▸ SUA TAREFA: Filtre os dados abaixo e copie cada linha em que aparece a palavra "surface", levando em conta maiúsculas e minúsculas.

▸ DADOS DO EXERCÍCIO:
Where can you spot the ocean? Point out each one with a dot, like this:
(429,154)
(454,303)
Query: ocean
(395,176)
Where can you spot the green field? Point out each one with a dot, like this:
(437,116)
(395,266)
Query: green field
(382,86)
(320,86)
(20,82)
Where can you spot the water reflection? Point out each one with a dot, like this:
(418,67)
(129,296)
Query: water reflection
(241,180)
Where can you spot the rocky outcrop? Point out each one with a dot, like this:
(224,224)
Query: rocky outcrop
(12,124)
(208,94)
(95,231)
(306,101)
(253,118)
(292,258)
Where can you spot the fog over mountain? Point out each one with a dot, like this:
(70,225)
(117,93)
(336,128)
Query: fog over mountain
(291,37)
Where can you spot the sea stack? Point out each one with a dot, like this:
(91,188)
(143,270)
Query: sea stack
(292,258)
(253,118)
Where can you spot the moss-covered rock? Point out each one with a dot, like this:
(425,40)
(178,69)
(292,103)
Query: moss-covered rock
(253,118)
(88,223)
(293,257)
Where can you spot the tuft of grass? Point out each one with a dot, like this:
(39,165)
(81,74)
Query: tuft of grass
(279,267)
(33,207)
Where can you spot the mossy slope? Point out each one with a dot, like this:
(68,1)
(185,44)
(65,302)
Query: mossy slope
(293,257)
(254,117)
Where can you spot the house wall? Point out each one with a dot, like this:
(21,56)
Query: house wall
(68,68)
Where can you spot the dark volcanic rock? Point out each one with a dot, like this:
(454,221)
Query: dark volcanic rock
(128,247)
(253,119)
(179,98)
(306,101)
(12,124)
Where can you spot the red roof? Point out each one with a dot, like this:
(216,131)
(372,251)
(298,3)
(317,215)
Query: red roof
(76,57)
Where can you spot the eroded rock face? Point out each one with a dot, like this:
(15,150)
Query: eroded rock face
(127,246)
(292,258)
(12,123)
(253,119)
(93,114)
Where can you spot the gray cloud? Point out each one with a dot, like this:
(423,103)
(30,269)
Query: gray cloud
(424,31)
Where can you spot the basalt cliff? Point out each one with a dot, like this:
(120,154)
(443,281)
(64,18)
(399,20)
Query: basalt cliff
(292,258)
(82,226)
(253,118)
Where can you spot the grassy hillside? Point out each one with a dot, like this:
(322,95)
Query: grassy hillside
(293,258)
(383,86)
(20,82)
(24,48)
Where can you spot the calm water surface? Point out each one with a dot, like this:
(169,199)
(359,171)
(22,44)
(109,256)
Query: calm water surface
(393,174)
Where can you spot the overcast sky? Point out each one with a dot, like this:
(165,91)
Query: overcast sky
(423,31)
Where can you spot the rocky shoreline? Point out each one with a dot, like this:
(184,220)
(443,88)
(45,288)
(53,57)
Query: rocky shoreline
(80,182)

* * *

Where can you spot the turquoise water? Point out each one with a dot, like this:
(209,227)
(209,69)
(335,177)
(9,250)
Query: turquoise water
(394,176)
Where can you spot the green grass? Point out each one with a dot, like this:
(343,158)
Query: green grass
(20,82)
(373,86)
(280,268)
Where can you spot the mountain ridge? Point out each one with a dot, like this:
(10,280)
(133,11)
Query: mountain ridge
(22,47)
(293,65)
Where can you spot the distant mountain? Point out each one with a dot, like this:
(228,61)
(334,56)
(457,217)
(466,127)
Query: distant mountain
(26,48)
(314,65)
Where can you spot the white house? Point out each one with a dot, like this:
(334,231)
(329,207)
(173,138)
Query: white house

▸ RESPOSTA RESOLVIDA:
Where can you spot the calm water surface? Point out each one with a dot, like this:
Query: calm water surface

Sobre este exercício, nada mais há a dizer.